▶ Texto mostrado
>>>

La primera de las historietas, “El delator”, se sirve de algunos recursos de la literatura policial (género que Santullo ha transitado, por ejemplo, en su novela Cementerio Norte) para darle una vuelta de tuerca a la caída de un traidor. “El sitio” se acerca a lo épico y describe la captura del tupamaro Nisdec (obvio anagrama de Sendic), mientras que para abordar una disputa interna entre las fuerzas represivas, Santullo y Bergara apelan a la comedia en “Secuestro en el Palacio Díaz”. Cierra con tono dramático “La embajada”, homenaje explícito a Vicente Arroyo Muñiz (a quien en verdad le está dedicada toda la obra), diplomático mexicano que facilitó el asilo de cientos de uruguayos y que aquí posibilita el exilio del Negro Castillo, uno de los protagonistas de la historieta que abre el libro.

Aunque tienen algunos personajes y referencias puntuales sutilmente entrelazados, las cuatro historietas de Acto de guerra funcionan de manera absolutamente independiente. Claro que al estar situadas en un período acotado y dado que toman la guerrilla y la represión como figuras narrativas -ya la tapa enfrenta a botas con championes-, adquieren una cualidad unitaria, aunque sin las rigideces de las obras seriadas. También, entre todas, contribuyen a engrosar la “épica tupamara” que saturó el mercado editorial en la última década y media. Pero Acto de guerra no se suma de manera indistinta a esa corriente, sino que lo hace desde un punto de vista que podría llamarse “ecuménico”, por darle nombre a la indiferenciación de tendencias políticas de los que operaban en el seno de la izquierda, que es posible palpar en algunas versiones informales (populares) de la historia reciente.

<<<

▶ Tareas por hacer
**1.** Extrae de los registros, por favor, el tramo que va desde la línea que contiene "Annotation guideline — the target class is thick" hasta la línea que contiene "0;0;450;225", ambas incluidas, y reprodúcelo sin cambios.
**2.** Continúa el texto sobre la historieta Acto de guerra a partir de su última oración.
El texto y los registros provienen de fuentes distintas.

Registros guardados del conjunto de datos
>>>

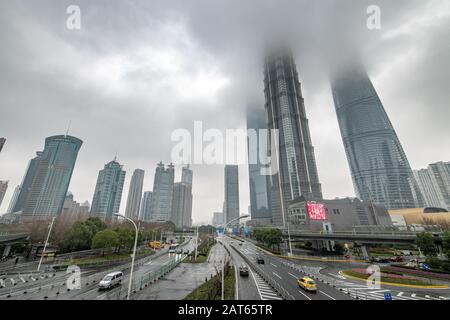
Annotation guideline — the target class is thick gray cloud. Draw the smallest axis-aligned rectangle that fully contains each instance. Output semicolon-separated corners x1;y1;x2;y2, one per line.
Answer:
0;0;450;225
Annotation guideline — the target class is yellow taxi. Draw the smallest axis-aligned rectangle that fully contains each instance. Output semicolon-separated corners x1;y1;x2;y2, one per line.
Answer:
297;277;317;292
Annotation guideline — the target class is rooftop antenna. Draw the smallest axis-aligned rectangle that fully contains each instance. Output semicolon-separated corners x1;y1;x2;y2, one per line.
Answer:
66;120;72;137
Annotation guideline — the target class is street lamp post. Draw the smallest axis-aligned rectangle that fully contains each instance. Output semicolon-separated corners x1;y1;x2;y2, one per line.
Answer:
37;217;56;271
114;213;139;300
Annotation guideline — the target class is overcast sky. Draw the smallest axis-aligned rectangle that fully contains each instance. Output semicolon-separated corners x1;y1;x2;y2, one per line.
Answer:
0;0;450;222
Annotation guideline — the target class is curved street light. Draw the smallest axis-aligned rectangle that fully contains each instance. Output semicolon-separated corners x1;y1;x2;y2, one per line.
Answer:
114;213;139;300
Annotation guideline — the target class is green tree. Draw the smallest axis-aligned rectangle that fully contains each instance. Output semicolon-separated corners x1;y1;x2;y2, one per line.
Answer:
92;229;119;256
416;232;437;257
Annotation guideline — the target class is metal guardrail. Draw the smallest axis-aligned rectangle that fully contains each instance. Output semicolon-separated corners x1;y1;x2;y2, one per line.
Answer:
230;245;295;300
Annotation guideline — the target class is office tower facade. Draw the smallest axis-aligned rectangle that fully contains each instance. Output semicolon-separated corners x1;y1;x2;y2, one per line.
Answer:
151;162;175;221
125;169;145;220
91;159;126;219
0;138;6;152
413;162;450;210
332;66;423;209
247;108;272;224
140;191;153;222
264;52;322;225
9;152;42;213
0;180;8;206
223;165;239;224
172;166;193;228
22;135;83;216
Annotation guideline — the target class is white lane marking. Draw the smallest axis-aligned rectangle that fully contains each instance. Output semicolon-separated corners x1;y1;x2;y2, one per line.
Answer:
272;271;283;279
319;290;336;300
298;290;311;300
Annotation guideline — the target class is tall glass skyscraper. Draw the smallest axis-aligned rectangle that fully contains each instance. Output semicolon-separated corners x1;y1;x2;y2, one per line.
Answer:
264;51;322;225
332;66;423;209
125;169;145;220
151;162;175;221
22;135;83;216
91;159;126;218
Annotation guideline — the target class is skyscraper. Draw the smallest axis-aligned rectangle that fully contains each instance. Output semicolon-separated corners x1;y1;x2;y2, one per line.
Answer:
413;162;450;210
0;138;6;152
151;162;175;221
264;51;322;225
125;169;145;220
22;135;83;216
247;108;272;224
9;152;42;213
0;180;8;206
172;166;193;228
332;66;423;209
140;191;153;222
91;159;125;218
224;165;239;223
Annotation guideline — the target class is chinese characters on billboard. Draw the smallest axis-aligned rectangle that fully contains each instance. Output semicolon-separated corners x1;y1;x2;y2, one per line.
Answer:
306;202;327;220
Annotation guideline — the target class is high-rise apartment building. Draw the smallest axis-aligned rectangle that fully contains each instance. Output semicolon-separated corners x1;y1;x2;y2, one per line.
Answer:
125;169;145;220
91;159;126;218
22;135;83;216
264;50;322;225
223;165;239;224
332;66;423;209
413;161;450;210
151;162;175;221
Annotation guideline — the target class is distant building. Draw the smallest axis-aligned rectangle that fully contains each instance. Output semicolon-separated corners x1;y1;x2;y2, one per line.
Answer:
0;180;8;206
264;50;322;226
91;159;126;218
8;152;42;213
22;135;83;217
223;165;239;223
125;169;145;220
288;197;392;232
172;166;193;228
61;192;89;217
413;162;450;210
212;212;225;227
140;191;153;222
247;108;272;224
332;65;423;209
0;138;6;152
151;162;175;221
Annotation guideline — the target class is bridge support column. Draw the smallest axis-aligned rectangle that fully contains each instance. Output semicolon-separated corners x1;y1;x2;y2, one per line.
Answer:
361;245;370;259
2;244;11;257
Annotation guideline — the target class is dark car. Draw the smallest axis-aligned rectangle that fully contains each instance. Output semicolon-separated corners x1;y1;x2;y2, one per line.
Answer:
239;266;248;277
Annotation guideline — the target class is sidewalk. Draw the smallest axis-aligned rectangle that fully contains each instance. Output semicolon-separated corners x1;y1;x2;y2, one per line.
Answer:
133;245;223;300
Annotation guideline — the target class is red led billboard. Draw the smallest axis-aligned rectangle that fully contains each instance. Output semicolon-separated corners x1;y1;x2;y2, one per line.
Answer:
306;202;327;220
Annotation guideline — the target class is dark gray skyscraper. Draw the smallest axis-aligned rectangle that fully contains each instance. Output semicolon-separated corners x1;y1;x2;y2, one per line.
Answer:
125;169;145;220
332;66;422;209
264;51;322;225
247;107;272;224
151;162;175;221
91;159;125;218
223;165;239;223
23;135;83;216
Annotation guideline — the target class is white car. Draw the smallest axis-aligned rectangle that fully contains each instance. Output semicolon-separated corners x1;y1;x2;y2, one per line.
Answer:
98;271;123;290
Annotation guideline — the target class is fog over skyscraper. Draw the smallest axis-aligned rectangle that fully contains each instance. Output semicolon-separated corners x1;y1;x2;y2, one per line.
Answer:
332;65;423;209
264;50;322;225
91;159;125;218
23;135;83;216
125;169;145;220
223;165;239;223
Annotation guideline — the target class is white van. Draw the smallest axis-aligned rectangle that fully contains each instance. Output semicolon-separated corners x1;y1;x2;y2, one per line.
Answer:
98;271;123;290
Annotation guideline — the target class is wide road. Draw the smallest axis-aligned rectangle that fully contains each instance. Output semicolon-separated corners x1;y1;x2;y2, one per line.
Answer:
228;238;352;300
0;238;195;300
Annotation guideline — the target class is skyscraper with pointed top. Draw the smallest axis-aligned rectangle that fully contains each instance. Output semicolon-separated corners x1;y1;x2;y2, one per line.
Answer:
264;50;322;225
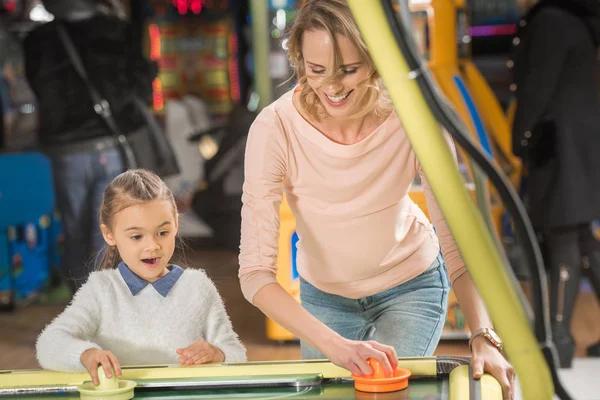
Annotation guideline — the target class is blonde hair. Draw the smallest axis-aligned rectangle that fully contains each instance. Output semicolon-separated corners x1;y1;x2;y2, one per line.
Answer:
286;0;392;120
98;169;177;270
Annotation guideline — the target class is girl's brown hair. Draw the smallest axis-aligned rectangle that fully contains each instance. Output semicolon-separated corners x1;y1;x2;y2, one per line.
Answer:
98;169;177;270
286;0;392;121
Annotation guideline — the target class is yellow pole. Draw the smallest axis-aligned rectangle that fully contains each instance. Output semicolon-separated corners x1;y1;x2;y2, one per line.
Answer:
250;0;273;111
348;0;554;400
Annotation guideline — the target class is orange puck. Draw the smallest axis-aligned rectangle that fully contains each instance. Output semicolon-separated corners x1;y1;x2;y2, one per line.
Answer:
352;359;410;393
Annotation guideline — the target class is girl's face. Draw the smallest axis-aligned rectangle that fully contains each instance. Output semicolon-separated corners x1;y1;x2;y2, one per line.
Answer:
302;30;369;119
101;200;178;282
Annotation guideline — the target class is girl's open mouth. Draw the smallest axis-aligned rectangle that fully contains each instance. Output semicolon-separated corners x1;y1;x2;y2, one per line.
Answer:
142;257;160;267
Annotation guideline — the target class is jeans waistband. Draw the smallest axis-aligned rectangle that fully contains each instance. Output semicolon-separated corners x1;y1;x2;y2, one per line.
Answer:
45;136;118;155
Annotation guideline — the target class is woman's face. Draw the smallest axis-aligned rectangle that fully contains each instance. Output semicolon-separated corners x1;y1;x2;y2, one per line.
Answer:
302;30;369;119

<<<
>>>

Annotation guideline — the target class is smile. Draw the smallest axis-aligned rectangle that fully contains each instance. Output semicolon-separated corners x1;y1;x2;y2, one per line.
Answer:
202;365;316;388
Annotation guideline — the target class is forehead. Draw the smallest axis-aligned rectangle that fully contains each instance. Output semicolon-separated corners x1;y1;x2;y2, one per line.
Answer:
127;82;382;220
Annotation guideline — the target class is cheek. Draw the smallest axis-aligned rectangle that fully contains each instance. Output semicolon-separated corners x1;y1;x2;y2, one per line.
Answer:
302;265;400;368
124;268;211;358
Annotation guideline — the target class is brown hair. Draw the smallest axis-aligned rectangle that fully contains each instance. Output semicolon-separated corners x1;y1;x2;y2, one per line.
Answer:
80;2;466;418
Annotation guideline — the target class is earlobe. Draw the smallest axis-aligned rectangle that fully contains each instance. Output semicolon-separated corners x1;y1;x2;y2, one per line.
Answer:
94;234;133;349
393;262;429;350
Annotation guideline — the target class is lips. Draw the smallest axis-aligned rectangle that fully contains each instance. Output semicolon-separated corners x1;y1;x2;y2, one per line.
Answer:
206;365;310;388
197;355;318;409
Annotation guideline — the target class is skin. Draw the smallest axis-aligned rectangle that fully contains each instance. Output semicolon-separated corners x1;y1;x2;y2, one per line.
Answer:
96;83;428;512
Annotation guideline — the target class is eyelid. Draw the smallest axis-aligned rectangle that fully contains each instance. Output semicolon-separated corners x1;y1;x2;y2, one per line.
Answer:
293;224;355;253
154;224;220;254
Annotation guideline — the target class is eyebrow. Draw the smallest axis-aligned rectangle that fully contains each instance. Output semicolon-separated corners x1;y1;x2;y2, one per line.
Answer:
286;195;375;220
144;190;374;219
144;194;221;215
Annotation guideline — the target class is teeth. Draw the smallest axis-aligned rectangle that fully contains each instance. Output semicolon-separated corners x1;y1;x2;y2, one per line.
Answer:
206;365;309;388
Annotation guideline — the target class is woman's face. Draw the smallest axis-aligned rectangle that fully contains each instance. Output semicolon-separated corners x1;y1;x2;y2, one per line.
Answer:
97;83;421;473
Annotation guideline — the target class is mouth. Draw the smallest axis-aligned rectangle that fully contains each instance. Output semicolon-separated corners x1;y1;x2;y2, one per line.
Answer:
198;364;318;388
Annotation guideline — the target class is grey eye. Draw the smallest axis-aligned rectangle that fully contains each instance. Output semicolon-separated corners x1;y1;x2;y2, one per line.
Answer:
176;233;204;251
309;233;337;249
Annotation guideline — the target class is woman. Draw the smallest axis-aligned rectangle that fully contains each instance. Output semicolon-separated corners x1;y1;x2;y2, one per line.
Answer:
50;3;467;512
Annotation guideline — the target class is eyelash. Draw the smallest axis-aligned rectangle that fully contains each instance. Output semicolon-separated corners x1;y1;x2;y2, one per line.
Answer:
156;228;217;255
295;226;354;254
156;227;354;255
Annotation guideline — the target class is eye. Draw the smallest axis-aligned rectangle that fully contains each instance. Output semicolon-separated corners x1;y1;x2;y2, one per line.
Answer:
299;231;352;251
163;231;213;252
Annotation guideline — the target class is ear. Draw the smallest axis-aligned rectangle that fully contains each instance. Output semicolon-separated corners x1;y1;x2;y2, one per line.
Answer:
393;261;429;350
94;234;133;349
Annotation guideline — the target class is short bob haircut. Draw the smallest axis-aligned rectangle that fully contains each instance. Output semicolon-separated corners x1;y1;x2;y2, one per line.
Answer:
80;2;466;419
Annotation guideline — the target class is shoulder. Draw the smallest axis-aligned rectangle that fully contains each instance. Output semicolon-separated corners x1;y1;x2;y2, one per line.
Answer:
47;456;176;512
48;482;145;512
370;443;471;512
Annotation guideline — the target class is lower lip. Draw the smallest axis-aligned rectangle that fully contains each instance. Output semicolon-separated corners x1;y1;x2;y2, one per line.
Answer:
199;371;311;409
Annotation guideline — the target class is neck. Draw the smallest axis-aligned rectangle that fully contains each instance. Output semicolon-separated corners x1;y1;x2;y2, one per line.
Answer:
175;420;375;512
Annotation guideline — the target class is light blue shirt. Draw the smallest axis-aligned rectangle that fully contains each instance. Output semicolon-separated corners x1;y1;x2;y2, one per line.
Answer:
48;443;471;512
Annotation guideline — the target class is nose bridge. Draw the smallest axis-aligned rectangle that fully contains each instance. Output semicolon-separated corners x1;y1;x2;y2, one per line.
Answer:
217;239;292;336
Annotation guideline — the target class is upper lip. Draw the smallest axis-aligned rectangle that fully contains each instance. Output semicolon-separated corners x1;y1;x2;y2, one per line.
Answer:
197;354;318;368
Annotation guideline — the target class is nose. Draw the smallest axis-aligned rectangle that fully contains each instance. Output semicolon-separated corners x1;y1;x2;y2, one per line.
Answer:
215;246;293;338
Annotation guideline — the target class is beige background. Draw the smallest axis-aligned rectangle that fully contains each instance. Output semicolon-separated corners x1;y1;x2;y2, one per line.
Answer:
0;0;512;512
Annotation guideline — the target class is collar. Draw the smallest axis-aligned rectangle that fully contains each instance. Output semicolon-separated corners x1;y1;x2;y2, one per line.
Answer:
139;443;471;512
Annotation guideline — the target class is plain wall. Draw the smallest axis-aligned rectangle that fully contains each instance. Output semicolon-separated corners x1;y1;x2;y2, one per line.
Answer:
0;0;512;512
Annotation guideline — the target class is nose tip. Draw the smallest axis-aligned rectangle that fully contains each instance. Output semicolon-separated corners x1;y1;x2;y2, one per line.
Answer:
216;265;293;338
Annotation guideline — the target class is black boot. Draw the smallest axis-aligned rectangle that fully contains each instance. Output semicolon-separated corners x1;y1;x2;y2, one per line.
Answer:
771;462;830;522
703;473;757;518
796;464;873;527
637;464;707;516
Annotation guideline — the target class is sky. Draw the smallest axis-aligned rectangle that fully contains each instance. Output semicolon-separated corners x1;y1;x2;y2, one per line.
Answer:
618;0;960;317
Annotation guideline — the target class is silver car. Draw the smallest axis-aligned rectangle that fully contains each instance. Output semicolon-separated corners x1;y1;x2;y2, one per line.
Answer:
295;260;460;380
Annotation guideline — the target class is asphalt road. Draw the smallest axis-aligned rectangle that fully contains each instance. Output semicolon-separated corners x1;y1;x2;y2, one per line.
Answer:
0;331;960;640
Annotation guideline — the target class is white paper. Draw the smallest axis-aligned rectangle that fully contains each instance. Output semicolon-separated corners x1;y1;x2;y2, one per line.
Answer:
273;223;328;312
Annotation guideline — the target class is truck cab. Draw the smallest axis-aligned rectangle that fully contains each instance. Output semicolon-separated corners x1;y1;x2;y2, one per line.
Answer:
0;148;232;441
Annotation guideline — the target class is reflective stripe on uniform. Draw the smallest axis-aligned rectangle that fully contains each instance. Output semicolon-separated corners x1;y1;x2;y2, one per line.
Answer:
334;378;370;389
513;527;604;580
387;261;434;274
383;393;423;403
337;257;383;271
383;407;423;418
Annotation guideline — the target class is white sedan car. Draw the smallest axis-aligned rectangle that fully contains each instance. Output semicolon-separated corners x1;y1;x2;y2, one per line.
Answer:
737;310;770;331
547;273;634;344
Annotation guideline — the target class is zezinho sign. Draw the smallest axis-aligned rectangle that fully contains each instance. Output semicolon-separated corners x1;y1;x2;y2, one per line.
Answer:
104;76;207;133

<<<

▶ Respuestas por tarea
**1.**
Annotation guideline — the target class is thick gray cloud. Draw the smallest axis-aligned rectangle that fully contains each instance. Output semicolon-separated corners x1;y1;x2;y2, one per line.
Answer:
0;0;450;225

**2.**
Dos casos. En un cuadrito de la historieta protagonizada por Nisdec-Sendic un cabo le informa a un soldado raso que “tupamaro” y “comunista” no son términos equivalentes; sin embargo, el MLN-T y el PCU son las únicas agrupaciones referidas directamente a lo largo del libro, por lo que en este microuniverso monopolizan el bando de los “buenos” (hay hasta dos personajes que son “las dos cosas”). Segundo: en “Secuestro en el Palacio Díaz” Santullo y Bergara ubican la acción en 1972, pero hacen referencia a episodios que ocurrirán años después (la censura previa de espectáculos públicos y la formación del dúo musical Larbanois-Carrero), en una especie de “condensación temporal” igualmente simplificadora. No se trata acá de pedirle exactitud histórica a un producto de ficción (y ya los propios Santullo y Bergara, entre muchos otros, demostraron por qué con Los últimos días del Graf Spee), sino de dejar constancia del lugar desde el que dos creadores jóvenes (Santullo es de 1979, Bergara, de 1984) aportan a la construcción del pasado colectivo.

Que se vayan todos

Mientras Santullo y Bergara parecen mirar hacia atrás desde cierto optimismo actual, Peruzzo (guionista general de una obra bastante colectiva) da la impresión de moverse con el ethos punkie propio de los 80 posdictadura o con la bronca generalizada que cristalizó en la crisis de 2002. En el mundo de Peruzzo -y verdaderamente es un espacio propio: creó a Ciudad Fructuoxia, especie de Santa María fronteriza y ultracorrupta- no hay buenos y malos: son todos horribles, desde los sindicalistas a los superhéroes. Es el descreimiento -más que alejamiento de los códigos realistas o el foco en el pasado y el futuro recientes- lo que distancia al universo de Fructuoxia del de Acto de guerra, y la asunción explícita de ese punto de vista es lo que les da fuerza tanto a las historietas anteriores de Peruzzo como a la complicada operación que realiza aquí al unir los personajes creados por él con los salidos de la pluma de Roy & Bea.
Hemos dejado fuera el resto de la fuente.